◆ EXERCISE OBJECTIVE
Copy the lines of the items word for word, starting at the line containing "Target = carnival game booth" and continuing through the end of the items.

Start of RECORDS FOR PROCESSING

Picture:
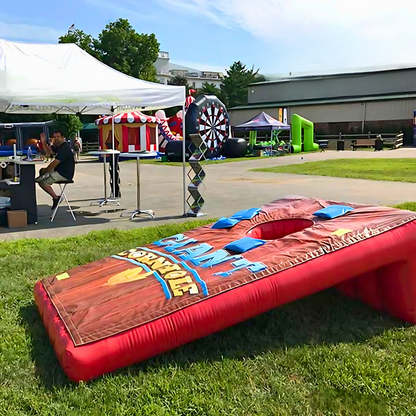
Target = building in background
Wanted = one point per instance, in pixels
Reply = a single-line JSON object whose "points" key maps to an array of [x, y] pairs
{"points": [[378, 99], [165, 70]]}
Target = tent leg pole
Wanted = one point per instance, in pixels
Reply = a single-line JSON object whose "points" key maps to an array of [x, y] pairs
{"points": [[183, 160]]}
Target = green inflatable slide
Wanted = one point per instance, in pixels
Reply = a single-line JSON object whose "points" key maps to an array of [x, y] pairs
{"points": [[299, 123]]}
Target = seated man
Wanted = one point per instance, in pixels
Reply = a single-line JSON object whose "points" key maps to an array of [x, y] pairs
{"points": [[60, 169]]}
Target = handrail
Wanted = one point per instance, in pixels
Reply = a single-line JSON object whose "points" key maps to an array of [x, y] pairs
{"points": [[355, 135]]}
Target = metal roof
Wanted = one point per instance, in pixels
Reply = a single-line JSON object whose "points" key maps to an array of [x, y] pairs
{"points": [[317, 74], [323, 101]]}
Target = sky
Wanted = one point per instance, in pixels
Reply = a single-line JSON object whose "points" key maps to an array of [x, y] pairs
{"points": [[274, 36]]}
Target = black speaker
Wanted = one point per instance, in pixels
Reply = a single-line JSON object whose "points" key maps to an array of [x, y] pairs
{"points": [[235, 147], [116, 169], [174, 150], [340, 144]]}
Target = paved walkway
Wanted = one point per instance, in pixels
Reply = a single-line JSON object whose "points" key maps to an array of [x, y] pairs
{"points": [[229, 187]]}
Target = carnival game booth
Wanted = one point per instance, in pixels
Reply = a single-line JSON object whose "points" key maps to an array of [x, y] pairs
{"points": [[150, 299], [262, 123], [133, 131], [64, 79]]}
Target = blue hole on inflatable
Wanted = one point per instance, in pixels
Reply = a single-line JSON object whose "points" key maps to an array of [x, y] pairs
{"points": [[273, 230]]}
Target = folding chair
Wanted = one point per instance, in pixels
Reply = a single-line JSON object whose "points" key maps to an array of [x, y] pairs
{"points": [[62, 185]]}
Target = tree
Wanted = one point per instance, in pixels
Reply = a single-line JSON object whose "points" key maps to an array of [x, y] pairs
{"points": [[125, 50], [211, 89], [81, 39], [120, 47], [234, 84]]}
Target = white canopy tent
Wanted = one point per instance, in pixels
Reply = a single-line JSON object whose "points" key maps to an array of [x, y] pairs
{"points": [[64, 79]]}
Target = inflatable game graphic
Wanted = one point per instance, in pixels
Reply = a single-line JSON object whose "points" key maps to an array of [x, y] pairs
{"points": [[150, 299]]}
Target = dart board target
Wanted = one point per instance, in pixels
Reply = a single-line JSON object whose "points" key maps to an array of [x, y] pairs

End of RECORDS FOR PROCESSING

◆ RESPONSE FOR THIS EXERCISE
Target = carnival game booth
Wanted = one point per instance, in pixels
Reply = a single-line JSON object whose "points" key maps to an array of [x, y] pairs
{"points": [[150, 299], [262, 123], [133, 131], [64, 79]]}
Target = blue hole on inflatable
Wanted = one point per instance, in pixels
Reply = a single-line JSON object whose "points" key maps to an array of [x, y] pairs
{"points": [[273, 230]]}
Target = folding chair
Wanted = one point per instance, in pixels
Reply = a single-line JSON object whose "points" key maps to an array of [x, y] pairs
{"points": [[62, 185]]}
Target = tree
Wanted = one point per instance, in pixels
Reply = a single-line JSON object whose "points" key maps to an array of [x, y] pairs
{"points": [[125, 50], [211, 89], [81, 39], [120, 47], [234, 84]]}
Target = white canopy tent
Wanted = one point per instance, in pixels
Reply = a single-line JSON object whose "points" key maps to an array of [x, y] pairs
{"points": [[64, 79]]}
Target = inflatable game graphic
Wanted = one point per instance, in pixels
Reply = a single-line JSON object whose "points" key maps to an array of [x, y] pairs
{"points": [[150, 299]]}
Target = dart board target
Wanted = one point per instance, in pixels
Reply = a single-line JSON object whose "points" key maps to an array of [x, y] pairs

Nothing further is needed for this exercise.